23 março 2006

Ô canto de baxo da Ladêra Fermosa, tã' os Casais

Ô canto de baxo da Ladêra Fermosa, dá-se de frente com os Casais

Quem vem de Marmelete p'à Vila, passando p'la Ressilvêra, mal acaba de de'cer a Ladêra Formosa, dá de frente com os Casais.

É um pôv'zinho pequeno, mái bonito. É qu' eles têm aquilo munto bem arrenjadinho. Sã' crusidôsos com a terra deles, é verdade.

Tanto qu', aqui há uns cinquenta anos, pr'a más do que p'ra men's, até fazeram lá uma capelinha munto bonita só à conta d' eles.

Pre ca'sa disso, nunca mái me d'esquece duma parte que se dé lá numa festa daquelas qu' eles faziam p'a arrenjar d'nhêro p'à capela. Foi com um burro que, calhando, era avó do mê Jericó.

O mê parente Zé da Portela Baxa, que foi sempre um amigo bom e gostava de fazer o sê lugar bem fêto, arresolveu dar um presente p'a ser alêloado lá na carmesse.

E o qu' é qu' ele havera de s' alembrar?

De comprar um burro velho, com perto de trinta anos, a um parente nosso lá da Refóias, que já 'tava a contar ter que l' abrir a cova, nã tardando munto. Béque-me l'e custô, naquele tempo, uns cinquenta escudos, se tanto.

Põe-l'e uma gòrpelha em riba, enche-a de coisas boas lá da fazenda dele, chôriças e morcelas e ôtras coisas, qu' a m'lher dele, a minha c'madre Maria, sabia fazer bem, e inda sabe, e leva o jirico p'à festa dos Casais.

F'cô toda' a gente de boca aberta... Era tudo espècado a olhar p' ô burro, uns metiam-se com ele, ôt's d'ziam uns d'chotes, ôt's riam-se às carcachadas, e o parente Zé, sigurando na arreata, como se nã fosse nada com ele, lá ia com o sê abirum na cabeça, umas calças de fazenda cinzentas, estreadas nesse dia, um colete preto vestido e uma jaqueta ô ombro, sigura no dedo mata-piôlhos.

Nã l'e dô encarecido a festa qu' aquilo foi, désna qu' ele assomô lá ô prencípo da rua até chigar ô pé da carmesse...

- O QUE FAZER 1
Reproduza, sem mudar nada, o trecho do texto sobre os Casais que vai de "O mê parente" até "de s' alembrar?", inclusive.

- LISTA DE REGISTOS
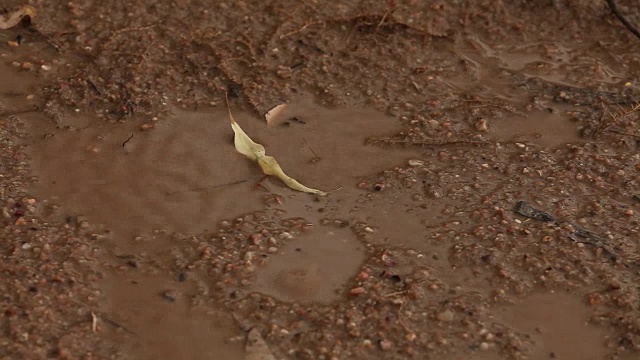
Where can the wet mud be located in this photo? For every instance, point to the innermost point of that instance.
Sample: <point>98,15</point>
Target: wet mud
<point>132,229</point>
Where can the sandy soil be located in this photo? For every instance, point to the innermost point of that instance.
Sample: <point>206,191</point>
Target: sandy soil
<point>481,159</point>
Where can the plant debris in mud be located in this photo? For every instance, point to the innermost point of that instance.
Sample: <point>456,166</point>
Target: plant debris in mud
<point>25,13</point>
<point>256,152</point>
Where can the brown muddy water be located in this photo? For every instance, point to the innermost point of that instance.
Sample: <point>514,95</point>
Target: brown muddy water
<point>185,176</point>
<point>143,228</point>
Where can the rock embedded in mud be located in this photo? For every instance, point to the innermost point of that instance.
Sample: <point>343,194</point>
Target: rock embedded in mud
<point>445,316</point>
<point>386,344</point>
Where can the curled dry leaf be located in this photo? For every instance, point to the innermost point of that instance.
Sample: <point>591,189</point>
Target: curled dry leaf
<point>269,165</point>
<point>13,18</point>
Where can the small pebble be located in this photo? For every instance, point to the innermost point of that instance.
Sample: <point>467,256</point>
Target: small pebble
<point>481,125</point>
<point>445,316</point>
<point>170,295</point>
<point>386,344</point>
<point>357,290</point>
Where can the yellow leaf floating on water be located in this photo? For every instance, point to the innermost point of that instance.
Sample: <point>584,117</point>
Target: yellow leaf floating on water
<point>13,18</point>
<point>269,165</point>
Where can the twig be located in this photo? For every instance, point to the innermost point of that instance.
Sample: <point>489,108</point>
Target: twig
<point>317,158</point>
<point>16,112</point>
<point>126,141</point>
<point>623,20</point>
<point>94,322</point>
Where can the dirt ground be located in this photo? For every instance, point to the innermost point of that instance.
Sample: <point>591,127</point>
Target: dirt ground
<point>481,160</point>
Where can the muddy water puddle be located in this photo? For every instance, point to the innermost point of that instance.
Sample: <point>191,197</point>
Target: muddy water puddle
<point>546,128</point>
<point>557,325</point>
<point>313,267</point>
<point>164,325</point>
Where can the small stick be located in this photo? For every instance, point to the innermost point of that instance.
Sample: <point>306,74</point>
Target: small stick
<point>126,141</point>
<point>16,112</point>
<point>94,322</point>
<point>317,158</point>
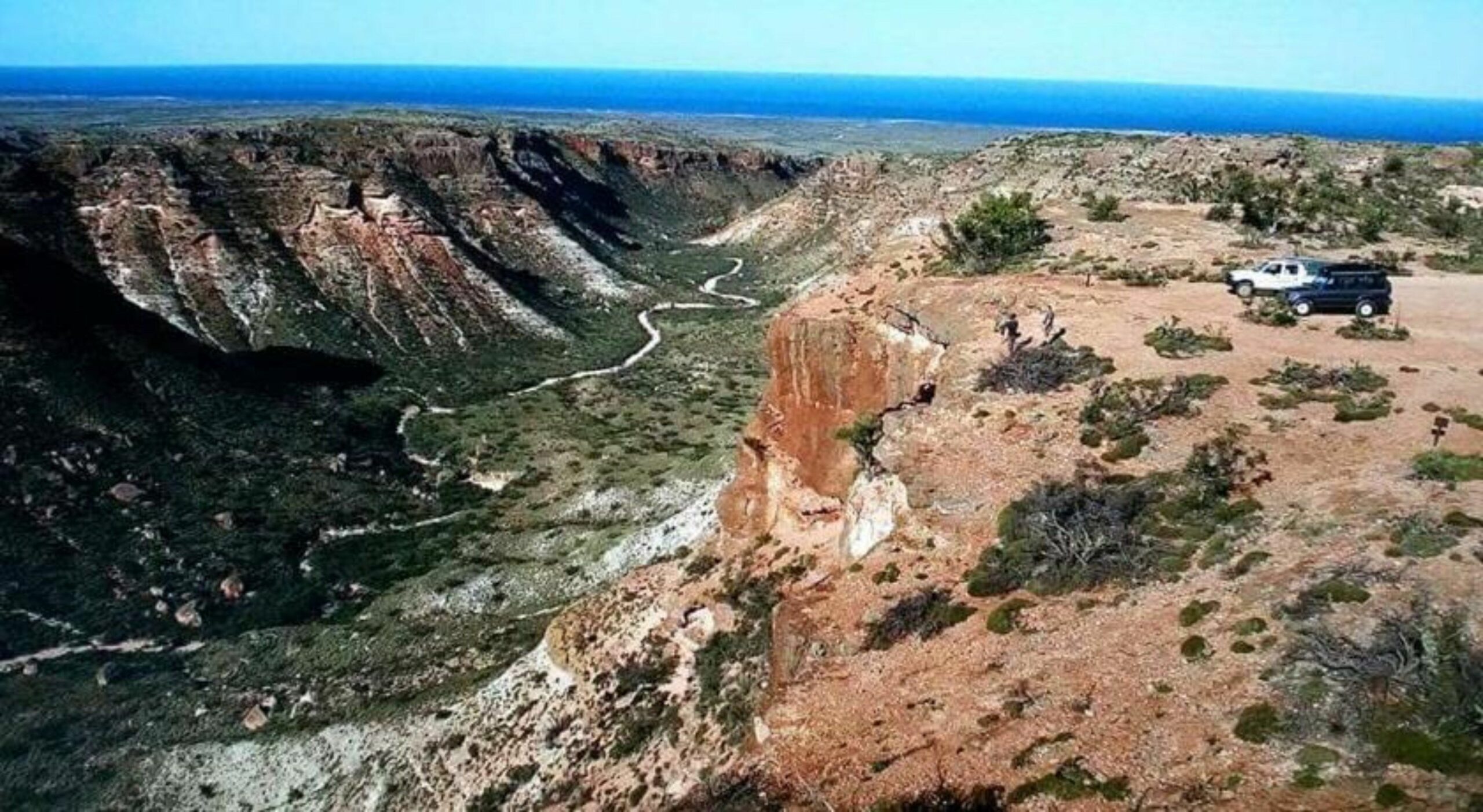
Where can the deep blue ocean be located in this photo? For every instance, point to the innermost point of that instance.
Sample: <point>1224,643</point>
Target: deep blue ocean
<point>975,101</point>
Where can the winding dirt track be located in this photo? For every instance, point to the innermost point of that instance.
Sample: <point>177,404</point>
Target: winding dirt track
---
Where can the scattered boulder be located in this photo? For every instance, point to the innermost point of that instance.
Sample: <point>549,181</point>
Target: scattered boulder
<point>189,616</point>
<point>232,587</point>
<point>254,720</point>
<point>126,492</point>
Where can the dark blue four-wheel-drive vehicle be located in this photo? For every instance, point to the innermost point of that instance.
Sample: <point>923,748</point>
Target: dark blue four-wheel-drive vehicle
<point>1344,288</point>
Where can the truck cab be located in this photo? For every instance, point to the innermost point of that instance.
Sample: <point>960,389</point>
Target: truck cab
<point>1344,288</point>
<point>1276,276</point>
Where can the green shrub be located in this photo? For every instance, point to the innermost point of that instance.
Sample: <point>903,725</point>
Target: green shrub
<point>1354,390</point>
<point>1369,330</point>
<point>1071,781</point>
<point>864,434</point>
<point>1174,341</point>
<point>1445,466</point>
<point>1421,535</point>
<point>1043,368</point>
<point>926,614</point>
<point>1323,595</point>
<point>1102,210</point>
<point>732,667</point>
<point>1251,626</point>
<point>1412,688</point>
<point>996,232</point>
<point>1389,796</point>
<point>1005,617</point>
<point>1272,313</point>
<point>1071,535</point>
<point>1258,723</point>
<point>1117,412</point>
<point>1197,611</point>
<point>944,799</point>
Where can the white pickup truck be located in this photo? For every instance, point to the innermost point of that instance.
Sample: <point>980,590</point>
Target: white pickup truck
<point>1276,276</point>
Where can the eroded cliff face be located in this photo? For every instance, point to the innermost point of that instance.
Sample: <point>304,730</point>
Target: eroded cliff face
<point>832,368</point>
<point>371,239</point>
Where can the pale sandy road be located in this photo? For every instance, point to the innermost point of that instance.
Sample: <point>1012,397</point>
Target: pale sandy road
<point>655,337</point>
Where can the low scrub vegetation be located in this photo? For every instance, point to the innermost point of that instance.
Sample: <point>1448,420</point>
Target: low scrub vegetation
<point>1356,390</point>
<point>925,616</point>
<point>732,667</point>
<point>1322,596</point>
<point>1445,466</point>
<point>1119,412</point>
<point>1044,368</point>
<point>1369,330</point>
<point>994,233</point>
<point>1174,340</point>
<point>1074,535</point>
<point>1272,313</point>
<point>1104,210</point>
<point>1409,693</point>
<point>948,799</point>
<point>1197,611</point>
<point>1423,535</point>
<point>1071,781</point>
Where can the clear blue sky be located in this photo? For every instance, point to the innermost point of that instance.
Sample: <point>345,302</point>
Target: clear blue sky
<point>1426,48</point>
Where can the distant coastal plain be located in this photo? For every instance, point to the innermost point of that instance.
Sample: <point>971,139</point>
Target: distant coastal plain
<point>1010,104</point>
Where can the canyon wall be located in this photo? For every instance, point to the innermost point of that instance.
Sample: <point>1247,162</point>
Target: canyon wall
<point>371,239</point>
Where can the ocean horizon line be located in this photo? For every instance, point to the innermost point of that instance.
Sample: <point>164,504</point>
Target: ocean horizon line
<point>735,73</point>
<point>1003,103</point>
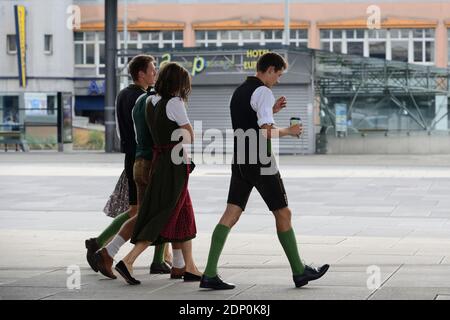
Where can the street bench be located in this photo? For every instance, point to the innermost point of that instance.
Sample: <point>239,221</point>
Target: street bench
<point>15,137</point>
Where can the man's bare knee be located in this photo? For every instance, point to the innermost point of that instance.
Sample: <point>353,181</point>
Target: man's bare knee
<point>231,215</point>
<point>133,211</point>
---
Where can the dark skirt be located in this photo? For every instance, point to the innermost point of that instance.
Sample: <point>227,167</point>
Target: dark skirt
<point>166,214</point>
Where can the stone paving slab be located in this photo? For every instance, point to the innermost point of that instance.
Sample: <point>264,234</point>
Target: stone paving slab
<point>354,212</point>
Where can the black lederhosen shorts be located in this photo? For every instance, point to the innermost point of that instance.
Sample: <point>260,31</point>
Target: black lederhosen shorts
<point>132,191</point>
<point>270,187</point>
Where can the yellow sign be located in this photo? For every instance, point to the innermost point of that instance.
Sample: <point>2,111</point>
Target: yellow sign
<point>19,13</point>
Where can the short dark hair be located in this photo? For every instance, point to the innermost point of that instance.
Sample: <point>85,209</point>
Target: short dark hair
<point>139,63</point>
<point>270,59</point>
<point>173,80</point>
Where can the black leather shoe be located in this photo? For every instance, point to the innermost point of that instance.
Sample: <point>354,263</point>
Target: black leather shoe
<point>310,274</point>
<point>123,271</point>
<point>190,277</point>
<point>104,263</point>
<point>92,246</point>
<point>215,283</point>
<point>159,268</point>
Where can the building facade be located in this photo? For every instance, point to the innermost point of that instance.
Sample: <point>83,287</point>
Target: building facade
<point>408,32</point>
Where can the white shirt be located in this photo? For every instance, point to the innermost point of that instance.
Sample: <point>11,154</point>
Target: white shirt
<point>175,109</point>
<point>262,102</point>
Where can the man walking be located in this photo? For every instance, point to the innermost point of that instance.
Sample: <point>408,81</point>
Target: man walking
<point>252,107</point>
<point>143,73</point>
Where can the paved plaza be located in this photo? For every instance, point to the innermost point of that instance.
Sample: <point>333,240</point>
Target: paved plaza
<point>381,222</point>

- O QUE FAZER 2
Transforme numa lista numerada as linhas dos registos que vão da linha com "Where can the deep" até à linha com "Target: winding dirt track", ambas incluídas, deixando de fora as linhas em branco.

- RESPOSTA CERTA 1
O mê parente Zé da Portela Baxa, que foi sempre um amigo bom e gostava de fazer o sê lugar bem fêto, arresolveu dar um presente p'a ser alêloado lá na carmesse.

E o qu' é qu' ele havera de s' alembrar?

- RESPOSTA CERTA 2
1. Where can the deep blue ocean be located in this photo? For every instance, point to the innermost point of that instance.
2. Sample: <point>1224,643</point>
3. Target: deep blue ocean
4. <point>975,101</point>
5. Where can the winding dirt track be located in this photo? For every instance, point to the innermost point of that instance.
6. Sample: <point>177,404</point>
7. Target: winding dirt track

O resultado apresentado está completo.